DIRECTIONS » Decide whether each statement agrees with the article on Charlie Toney's first PBA title, answering yes or no and quoting the deciding words: 1. Toney and May led through all 12 games of qualifying. 2. Toney owned Toney's White Oak Lanes for 20 years. 3. Walter Ray Williams and Dick "Richie" Allen finished the position round in third place.

EXCERPTED PASSAGE »

********

PBA champs

Oak Hill native Charlie Toney, second from left, teamed with John May, second from right, to win the PBA/PBA50 Decker Appraisal Services Bristol Baker Doubles Tournament in Bristol, Va. It was Toney’s first PBA victory. Also pictured are Shawn Lavender, left, and Dave Lambert, right, with Interstate Lanes in Bristol, Va.

Winning bowling tournaments is nothing new to Oak Hill native Charlie Toney.

However, among his long list of accomplishments, one very important thing was missing — a Professional Bowlers Association title.

That all changed Nov. 8 at the PBA/PBA50 Decker Appraisal Services Bristol Baker Doubles Tournament in Bristol, Va.

Combining with PBA professional John May, the twosome outdueled the powerhouse team of Walter Ray Williams and Dick "Richie" Allen in a thrilling finish.

"I have won a lot of tournaments, but I have been searching for that PBA win for many years," Toney told The Register-Herald. "The feeling of winning that first PBA tournament is so surreal, especially when it has been your lifelong dream."

In the unique baker style format in the opening round, Toney and May started quick with back-to-back perfect games.

"I bowled all of the odd frames of the game and he bowled the even frames," Toney explained. "We led from the beginning through all 12 games of qualifying."

Round two featured an eight-game match play format with the winners of each game earning a crucial 30-pin bonus for the victory.

The top four teams after round two would advance to the stepladder finals, with the top team drawing a bye into the championship game.

Toney’s love for bowling started at an early age — a very early age.

"My mom and dad managed TV Lanes (in Oak Hill) back in the '60s and '70s. People tell me I threw my first bowling ball at the age of 3," Toney said. "I grew up in that place and they couldn't hardly get me out of there. I started working the counter at TV Lanes when I was 12 years old and owned Toney's White Oak Lanes for 30 years. I stayed in bowling centers and I love the sport. It's in my blood and all I ever wanted to do."

The all-important bye into the championship game looked like it was Toney's and May's for the taking before everything changed in the final game.

"Walter and Richie came back and beat us in the position round to claim the No. 1 spot and knocked us down to third," Toney said. "Bonus pins allowed another team (Eddie Graham and Matt Staninger) to pass us for second."

Just when the dream of his first PBA title seemed one win away, Toney and May would now have to win three games in a row to be the champions.

In the opening game of the championship round, the Toney-May combo was red hot with a convincing 259-206 win. Game number two was another easy win over Graham and Stringer, 213-168.

********

(Records from a dataset)
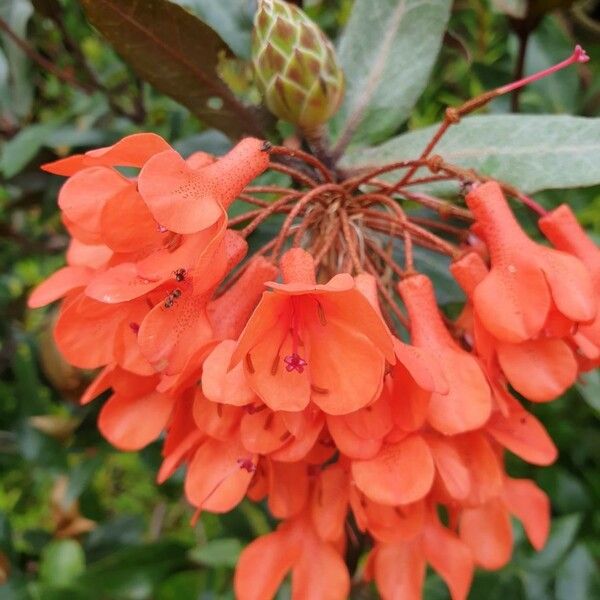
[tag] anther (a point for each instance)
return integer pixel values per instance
(318, 390)
(246, 464)
(294, 362)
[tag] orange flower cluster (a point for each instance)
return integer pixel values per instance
(297, 392)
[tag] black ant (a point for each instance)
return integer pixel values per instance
(170, 299)
(180, 274)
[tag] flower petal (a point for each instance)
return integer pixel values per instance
(130, 423)
(487, 531)
(540, 370)
(217, 479)
(400, 473)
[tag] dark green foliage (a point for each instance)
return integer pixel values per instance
(134, 538)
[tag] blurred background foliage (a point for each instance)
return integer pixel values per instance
(80, 520)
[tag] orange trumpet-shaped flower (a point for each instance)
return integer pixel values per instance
(399, 567)
(318, 570)
(188, 198)
(306, 342)
(219, 474)
(178, 327)
(539, 369)
(526, 279)
(561, 227)
(400, 473)
(467, 404)
(131, 151)
(487, 531)
(133, 397)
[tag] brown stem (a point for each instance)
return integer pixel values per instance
(306, 157)
(401, 216)
(354, 183)
(294, 174)
(314, 194)
(469, 175)
(445, 209)
(389, 261)
(418, 232)
(46, 64)
(349, 238)
(245, 197)
(523, 37)
(386, 295)
(462, 234)
(266, 213)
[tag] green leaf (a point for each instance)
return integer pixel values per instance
(62, 562)
(387, 52)
(562, 534)
(177, 53)
(218, 553)
(589, 388)
(186, 584)
(231, 19)
(20, 91)
(576, 575)
(132, 572)
(21, 149)
(532, 152)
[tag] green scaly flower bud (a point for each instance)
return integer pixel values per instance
(295, 64)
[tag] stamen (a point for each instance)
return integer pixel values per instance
(268, 422)
(247, 464)
(275, 364)
(294, 362)
(318, 390)
(321, 314)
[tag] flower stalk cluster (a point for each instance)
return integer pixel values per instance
(317, 372)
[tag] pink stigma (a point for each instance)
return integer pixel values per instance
(294, 362)
(580, 55)
(247, 464)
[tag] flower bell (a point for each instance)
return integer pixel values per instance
(310, 342)
(525, 279)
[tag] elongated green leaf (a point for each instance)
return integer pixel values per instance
(576, 575)
(222, 552)
(562, 534)
(231, 19)
(17, 152)
(20, 91)
(177, 53)
(62, 562)
(533, 152)
(387, 52)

********

WRITTEN SOLUTION »
1. Yes: "We led from the beginning through all 12 games of qualifying."
2. No: "owned Toney's White Oak Lanes for 30 years."
3. No: "Walter and Richie came back and beat us in the position round to claim the No. 1 spot and knocked us down to third"